The Center for Atmospheric Sciences | » Robert P. Loughman

Robert P. Loughman

Dr. Loughman received his Bachelor of Science degree from the College of William and Mary in 1993 (Physics major, Mathematics minor). He then attended the University of Arizona, receiving M.S. and Ph.D. degrees in Atmospheric Science in 1995 and 1998, respectively. After five years as a post-doctoral Research Associate at NASA Goddard Space Flight Center, he joined the faculty at Hampton University, where he is currently Chairman and Associate Professor of the Department of Atmospheric and Planetary Sciences.

Teaching Experience: Developed undergraduate and graduate courses in Atmospheric Physics, as well as graduate courses in Atmospheric Radiative Transfer and Atmospheric Measurements.

Research Interests: Improving our ability to understand the Earth-atmosphere system through analysis of remote sensing data is my primary research goal. This work has several aspects, including

– Developing new tools for modeling radiative transfer more efficiently and accurately

– Extending knowledge of the underlying physics of the Earth-atmosphere system to identify promising measurement strategies

– Developing rigorous methods to forecast the expected performance of various retrieval systems (and to assess their actual performance using measured data).

* **Prompt a**: Please copy the records from their first line through the line with "Prompt: dark walnut wood", both included, swapping "walnut" for "oak" and keeping all else unchanged. Leave the pictures out of your answer.
The profile and the records are separate, unrelated material.

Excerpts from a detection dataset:
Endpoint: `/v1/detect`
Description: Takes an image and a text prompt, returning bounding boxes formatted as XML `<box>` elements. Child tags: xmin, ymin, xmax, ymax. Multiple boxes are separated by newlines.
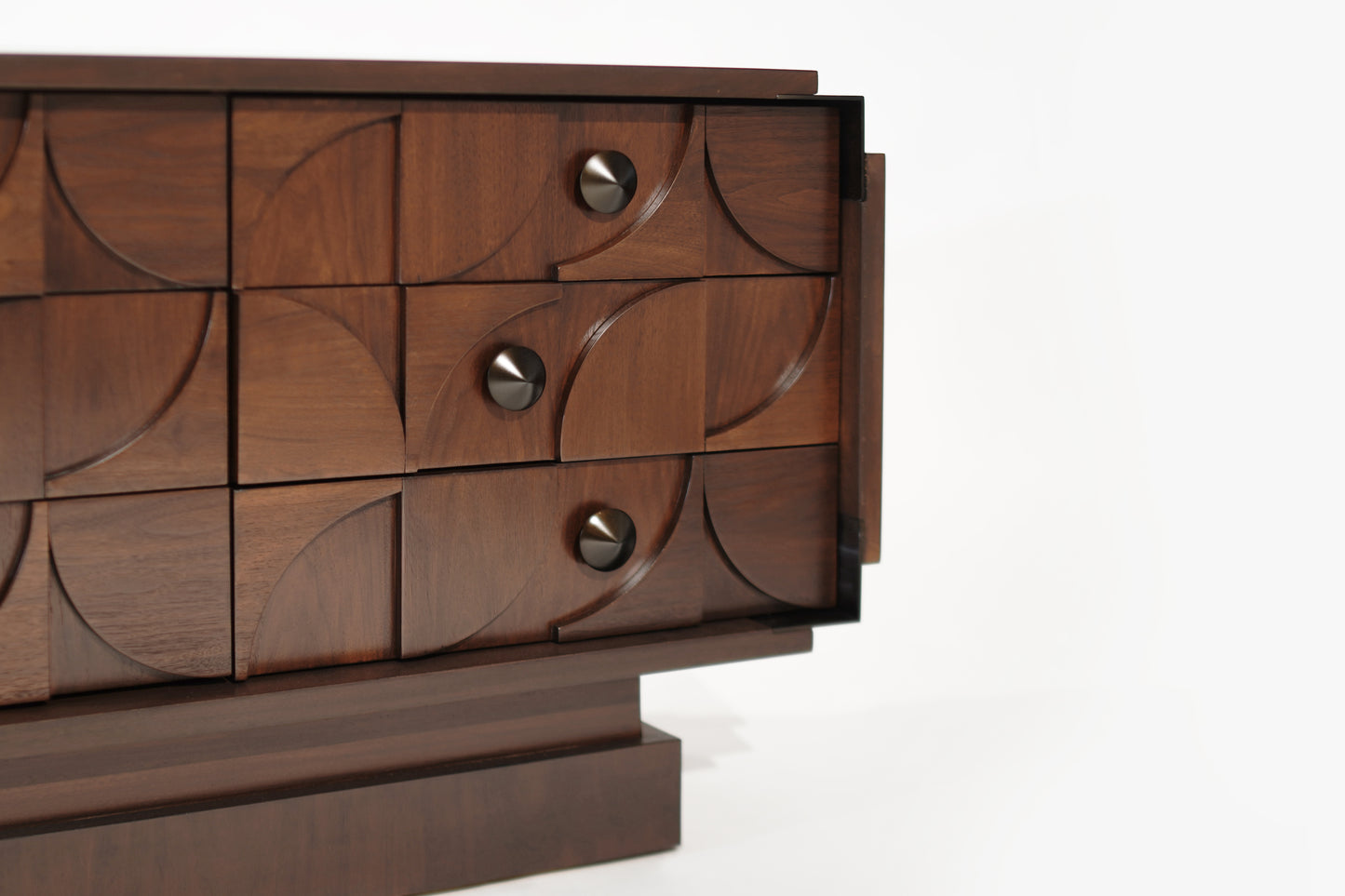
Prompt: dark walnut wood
<box><xmin>0</xmin><ymin>299</ymin><xmax>43</xmax><ymax>501</ymax></box>
<box><xmin>0</xmin><ymin>727</ymin><xmax>682</xmax><ymax>896</ymax></box>
<box><xmin>0</xmin><ymin>55</ymin><xmax>818</xmax><ymax>100</ymax></box>
<box><xmin>236</xmin><ymin>287</ymin><xmax>406</xmax><ymax>483</ymax></box>
<box><xmin>232</xmin><ymin>99</ymin><xmax>401</xmax><ymax>287</ymax></box>
<box><xmin>0</xmin><ymin>503</ymin><xmax>51</xmax><ymax>705</ymax></box>
<box><xmin>705</xmin><ymin>106</ymin><xmax>841</xmax><ymax>274</ymax></box>
<box><xmin>42</xmin><ymin>292</ymin><xmax>229</xmax><ymax>498</ymax></box>
<box><xmin>840</xmin><ymin>154</ymin><xmax>886</xmax><ymax>564</ymax></box>
<box><xmin>47</xmin><ymin>488</ymin><xmax>232</xmax><ymax>693</ymax></box>
<box><xmin>398</xmin><ymin>102</ymin><xmax>705</xmax><ymax>284</ymax></box>
<box><xmin>234</xmin><ymin>479</ymin><xmax>401</xmax><ymax>681</ymax></box>
<box><xmin>46</xmin><ymin>93</ymin><xmax>229</xmax><ymax>292</ymax></box>
<box><xmin>0</xmin><ymin>93</ymin><xmax>46</xmax><ymax>296</ymax></box>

* **Prompt b**: Duplicate the Robert P. Loughman profile word for word.

* **Response a**:
Endpoint: `/v1/detect`
Description: Takes an image and a text prompt, returning bounding boxes formatted as XML `<box>` elements. Child tags: xmin, ymin, xmax, ymax. Multiple boxes are separated by newlines.
Prompt: dark oak wood

* **Response b**:
The Center for Atmospheric Sciences | » Robert P. Loughman

Robert P. Loughman

Dr. Loughman received his Bachelor of Science degree from the College of William and Mary in 1993 (Physics major, Mathematics minor). He then attended the University of Arizona, receiving M.S. and Ph.D. degrees in Atmospheric Science in 1995 and 1998, respectively. After five years as a post-doctoral Research Associate at NASA Goddard Space Flight Center, he joined the faculty at Hampton University, where he is currently Chairman and Associate Professor of the Department of Atmospheric and Planetary Sciences.

Teaching Experience: Developed undergraduate and graduate courses in Atmospheric Physics, as well as graduate courses in Atmospheric Radiative Transfer and Atmospheric Measurements.

Research Interests: Improving our ability to understand the Earth-atmosphere system through analysis of remote sensing data is my primary research goal. This work has several aspects, including

– Developing new tools for modeling radiative transfer more efficiently and accurately

– Extending knowledge of the underlying physics of the Earth-atmosphere system to identify promising measurement strategies

– Developing rigorous methods to forecast the expected performance of various retrieval systems (and to assess their actual performance using measured data).